(Records drawn from a dataset)
= Beginning of Section =

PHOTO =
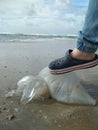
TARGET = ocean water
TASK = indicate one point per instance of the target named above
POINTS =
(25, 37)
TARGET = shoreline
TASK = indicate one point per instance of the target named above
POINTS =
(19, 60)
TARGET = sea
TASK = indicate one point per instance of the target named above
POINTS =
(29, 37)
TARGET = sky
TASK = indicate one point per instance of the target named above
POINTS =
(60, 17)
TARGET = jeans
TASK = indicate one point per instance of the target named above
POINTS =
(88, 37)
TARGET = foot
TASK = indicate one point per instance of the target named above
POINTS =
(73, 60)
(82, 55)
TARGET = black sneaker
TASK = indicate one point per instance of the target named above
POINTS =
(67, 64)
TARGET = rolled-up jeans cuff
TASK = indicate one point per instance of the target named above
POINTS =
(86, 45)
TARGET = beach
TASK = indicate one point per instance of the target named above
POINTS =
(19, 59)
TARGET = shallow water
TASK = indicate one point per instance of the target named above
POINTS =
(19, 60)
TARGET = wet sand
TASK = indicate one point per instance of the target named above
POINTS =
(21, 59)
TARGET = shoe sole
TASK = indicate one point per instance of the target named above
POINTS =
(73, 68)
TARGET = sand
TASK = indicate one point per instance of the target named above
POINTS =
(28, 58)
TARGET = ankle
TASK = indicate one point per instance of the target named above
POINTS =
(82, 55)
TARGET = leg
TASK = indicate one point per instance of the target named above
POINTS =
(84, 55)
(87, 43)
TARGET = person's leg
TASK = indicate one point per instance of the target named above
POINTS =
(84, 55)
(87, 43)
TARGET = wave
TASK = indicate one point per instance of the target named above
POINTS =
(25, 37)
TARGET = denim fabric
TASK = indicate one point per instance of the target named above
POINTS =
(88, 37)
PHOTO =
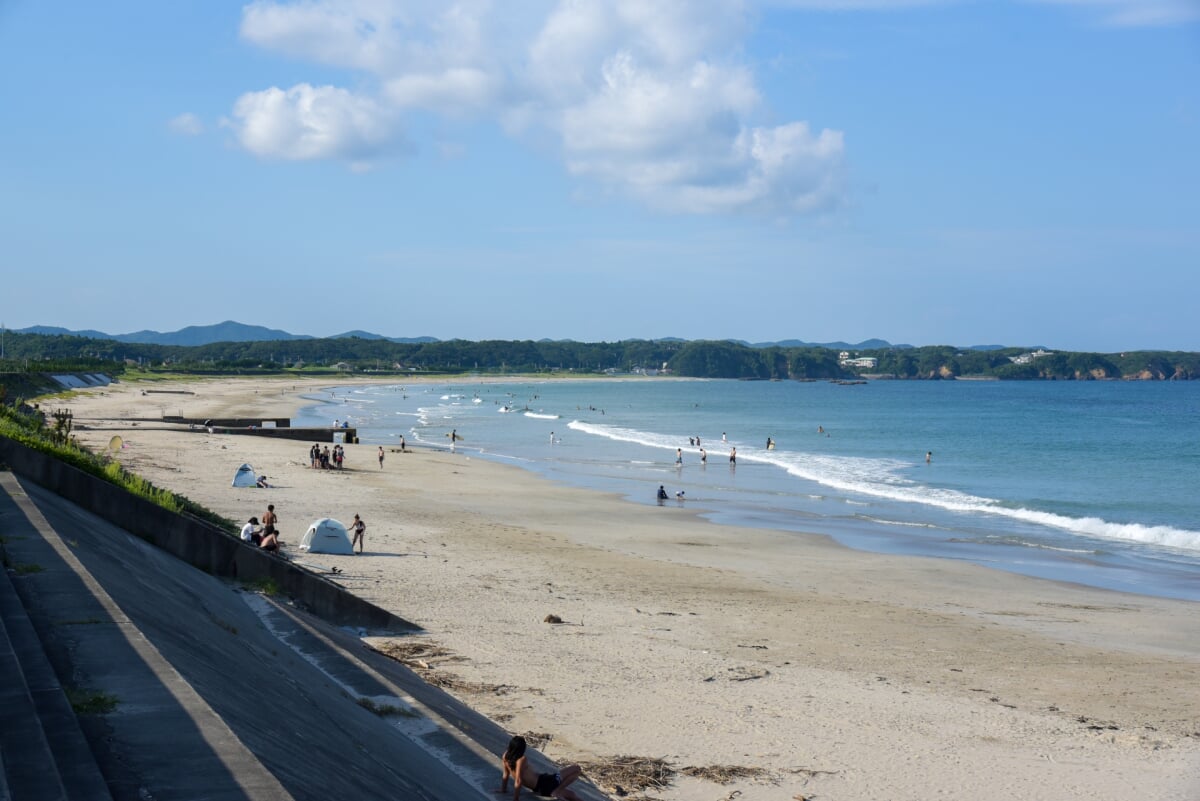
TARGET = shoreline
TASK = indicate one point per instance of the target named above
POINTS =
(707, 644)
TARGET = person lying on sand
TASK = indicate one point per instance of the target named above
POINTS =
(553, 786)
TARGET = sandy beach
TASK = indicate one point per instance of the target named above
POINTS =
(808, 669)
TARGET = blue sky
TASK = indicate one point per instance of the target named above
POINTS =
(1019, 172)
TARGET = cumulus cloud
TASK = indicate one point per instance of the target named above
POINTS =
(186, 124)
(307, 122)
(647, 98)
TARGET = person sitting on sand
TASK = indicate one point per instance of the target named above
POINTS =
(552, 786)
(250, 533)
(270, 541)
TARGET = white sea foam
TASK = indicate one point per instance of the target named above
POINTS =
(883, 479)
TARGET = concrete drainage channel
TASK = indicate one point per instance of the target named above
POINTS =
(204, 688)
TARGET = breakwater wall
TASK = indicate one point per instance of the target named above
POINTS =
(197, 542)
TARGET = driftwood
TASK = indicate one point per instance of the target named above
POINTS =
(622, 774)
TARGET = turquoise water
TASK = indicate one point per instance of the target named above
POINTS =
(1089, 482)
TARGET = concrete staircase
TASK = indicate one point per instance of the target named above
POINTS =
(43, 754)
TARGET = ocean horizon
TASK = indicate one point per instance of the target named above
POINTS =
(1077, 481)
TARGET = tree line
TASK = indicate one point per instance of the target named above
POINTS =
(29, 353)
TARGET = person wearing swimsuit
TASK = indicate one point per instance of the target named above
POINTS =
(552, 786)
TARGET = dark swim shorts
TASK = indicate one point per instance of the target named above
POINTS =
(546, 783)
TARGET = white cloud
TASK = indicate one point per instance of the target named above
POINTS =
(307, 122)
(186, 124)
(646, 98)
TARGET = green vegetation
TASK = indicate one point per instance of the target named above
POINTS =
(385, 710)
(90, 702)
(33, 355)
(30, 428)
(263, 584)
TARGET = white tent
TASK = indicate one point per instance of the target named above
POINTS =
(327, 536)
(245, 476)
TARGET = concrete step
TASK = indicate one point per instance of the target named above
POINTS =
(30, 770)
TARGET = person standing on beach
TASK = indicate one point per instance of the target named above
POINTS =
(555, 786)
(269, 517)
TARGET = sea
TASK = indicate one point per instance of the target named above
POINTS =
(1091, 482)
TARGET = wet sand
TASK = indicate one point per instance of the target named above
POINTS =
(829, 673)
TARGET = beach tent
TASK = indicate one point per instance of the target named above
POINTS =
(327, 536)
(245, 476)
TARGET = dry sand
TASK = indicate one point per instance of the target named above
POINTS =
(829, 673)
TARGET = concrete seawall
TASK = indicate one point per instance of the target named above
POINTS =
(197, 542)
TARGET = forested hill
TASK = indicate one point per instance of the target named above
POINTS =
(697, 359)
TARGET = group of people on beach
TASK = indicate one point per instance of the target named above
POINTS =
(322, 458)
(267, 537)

= End of Section =

- [Work instruction]:
Pictures are to be left out; please print the rest of the records above word for word.

- [Reply to the exercise]:
PHOTO =
TARGET = ocean water
TASK = indicate one point per instance of the target named above
POINTS =
(25, 37)
TARGET = shoreline
TASK = indicate one point per instance of the target named above
POINTS =
(19, 60)
TARGET = sea
TASK = indicate one point per instance of the target named above
POINTS =
(29, 37)
TARGET = sky
TASK = indicate one point per instance of the target named above
POINTS =
(60, 17)
TARGET = jeans
TASK = indicate one point per instance of the target named above
POINTS =
(88, 37)
TARGET = foot
TASK = indicate one point per instance of the target named above
POINTS =
(73, 60)
(82, 55)
TARGET = black sneaker
TASK = indicate one point per instance of the target named above
POINTS =
(67, 64)
TARGET = rolled-up jeans cuff
TASK = indicate one point per instance of the target named above
POINTS =
(86, 45)
TARGET = beach
TASK = indicate one point per instance of the target named above
POINTS =
(19, 59)
TARGET = shallow water
TASK = indicate one point per instance of the target named above
POINTS =
(19, 60)
TARGET = wet sand
TASK = indicate one point per instance of the target named above
POINTS =
(21, 59)
TARGET = shoe sole
TASK = indicate one point per instance of the target named above
POINTS =
(73, 68)
TARGET = sand
TASK = indicate one point per instance of the target named above
POINTS =
(28, 58)
TARGET = ankle
TASK = indicate one point per instance of the target named above
POINTS =
(82, 55)
TARGET = leg
TASK = indicate one point per instance of the target named above
POINTS =
(84, 55)
(87, 43)
TARGET = person's leg
TASK = indicate one point per instance of the target named above
POINTS =
(84, 55)
(87, 43)
TARGET = wave
TASK = indicate one point per instance of the target named above
POINTS =
(25, 37)
TARGET = denim fabric
TASK = indicate one point per instance of the target named above
POINTS =
(88, 37)
PHOTO =
TARGET = shoreline
TASK = indicate one point per instance of the target named above
POINTS =
(707, 644)
TARGET = person lying on sand
TASK = indicate one point per instance of the target named above
POINTS =
(553, 786)
TARGET = sandy beach
TASK = indicate one point per instance of the target named above
POINTS =
(808, 669)
TARGET = blue sky
TASK = indicate one point per instance of the target named above
POINTS =
(1019, 172)
TARGET = cumulus cloud
TASK = indicate one point per instance of the target named above
POINTS =
(186, 124)
(307, 122)
(647, 98)
TARGET = person sitting on sand
TASK = indicate one point per instance of the target named above
POINTS =
(552, 786)
(250, 533)
(270, 541)
TARGET = white sea foam
TASK = indicate one point per instance of the target named above
POINTS =
(883, 479)
TARGET = concrete drainage channel
TASK = indicate one point per instance of the target named above
POINTS =
(204, 688)
TARGET = breakwater wall
TASK = indicate one point per instance of the target named above
POINTS =
(197, 542)
TARGET = driftwood
TASK = indicate one point per instance of the target named above
POINTS =
(622, 774)
TARGET = turquoise water
TASK = indicate one point per instance of the target named above
POINTS =
(1089, 482)
TARGET = concrete staircase
TASK = indicate one point per instance of the target named above
POINTS =
(43, 754)
TARGET = ocean horizon
TASK = indicate one point per instance of the target named above
POINTS =
(1077, 481)
TARGET = tree line
TASK = indicate one point per instance of the target named above
POINTS =
(29, 353)
TARGET = person wearing swimsuit
TASK = indicate one point per instance of the target named above
POINTS =
(552, 786)
TARGET = dark swim shorts
TASK = indicate one point per instance of the target named above
POINTS =
(546, 783)
TARGET = white cloud
TASK = indicate one point per instance of the target named above
POINTS =
(307, 122)
(186, 124)
(646, 98)
TARGET = green vegetation
TASK = indicate one point per instance of the target named above
POINTS =
(385, 710)
(90, 702)
(33, 355)
(30, 428)
(263, 584)
TARGET = white tent
TASK = indicate one point per instance of the target named above
POINTS =
(327, 536)
(245, 476)
TARGET = concrete step
TASK = indicate one point per instance of the target named above
POINTS =
(30, 770)
TARGET = person standing on beach
TASK = indicate one point per instance of the target named above
POINTS =
(555, 786)
(269, 517)
TARGET = sea
TASK = indicate one point per instance of the target named above
POINTS =
(1091, 482)
TARGET = wet sand
TASK = indicate one point per instance of the target named above
POINTS =
(829, 673)
TARGET = beach tent
TASK = indicate one point per instance of the target named above
POINTS =
(327, 536)
(245, 476)
TARGET = dry sand
TASK = indicate one point per instance of the target named above
POINTS =
(829, 673)
TARGET = concrete seawall
TASK = indicate one point per instance of the target named above
POINTS =
(197, 542)
TARGET = forested hill
TASK = indicate one point per instance of the target named above
POINTS =
(697, 359)
TARGET = group of people on beach
TASK = indicate one point per instance of the target named above
POINTS =
(322, 458)
(267, 537)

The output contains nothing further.